# Stated exercise A
Summarize the passage below on interpreting Revelation in two sentences.
# Stated exercise B
In the passage below on interpreting Revelation, recast the paragraph beginning "Remember that by the time Revelation was written" as a bulleted list that keeps its main facts.
# Stated exercise C
Reproduce word for word the part of the passage below on interpreting Revelation from "Additionally, a reading" to "that God wins.".

# Provided passage
------------------------

There are multiple schools of thought on how to interpret Revelation, but one that should be kept in mind when "assessing" it, is that one fully valid interpretation of Revelation is that it has NOTHING to do with our future at all. It is an apocalyptic book to be sure, but there is a pretty wide amount of scholarship that says that Revalation should primarily be interpreted simply as an invective against Rome, and has nothing to do with the end times.

The number 666, for example, could simply be a veiled reference to Nero- This article on gematria for example, shows that it was long known that Nero fits the description very well.

Additionally, a reading that says this book is about the then present struggle against The persecutions of Rome also fits the first rule of Hermeneutics well- a text cannot mean what it could not mean to the original readers.

Remember that by the time Revelation was written (probably late in the 1st century), Paul had been beheaded, Peter had been crucified upside down. The Jewish kingdom had been dispersed, and all Christians were already being martyred in the Colluseum. Christians needed to know that this was temporary. Things were going to get worse, but they needed to know that God wins.

------------------------

# Source material
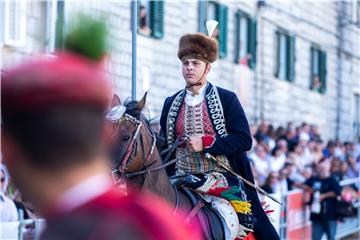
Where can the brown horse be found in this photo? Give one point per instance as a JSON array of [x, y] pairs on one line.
[[136, 157]]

------------------------

# Full solution A
The passage argues that one fully valid reading of Revelation holds that it has nothing to do with the future and is primarily an invective against Rome, with the number 666 possibly a veiled reference to Nero. It adds that this reading fits the hermeneutic rule that a text cannot mean what it could not mean to its original readers, who were facing persecution and needed to know that God wins.

# Full solution B
- Revelation was probably written late in the 1st century.
- By then, Paul had been beheaded and Peter crucified upside down.
- The Jewish kingdom had been dispersed, and Christians were already being martyred.
- Christians needed to know that this was temporary: things would get worse, but God wins.

# Full solution C
Additionally, a reading that says this book is about the then present struggle against The persecutions of Rome also fits the first rule of Hermeneutics well- a text cannot mean what it could not mean to the original readers.

Remember that by the time Revelation was written (probably late in the 1st century), Paul had been beheaded, Peter had been crucified upside down. The Jewish kingdom had been dispersed, and all Christians were already being martyred in the Colluseum. Christians needed to know that this was temporary. Things were going to get worse, but they needed to know that God wins.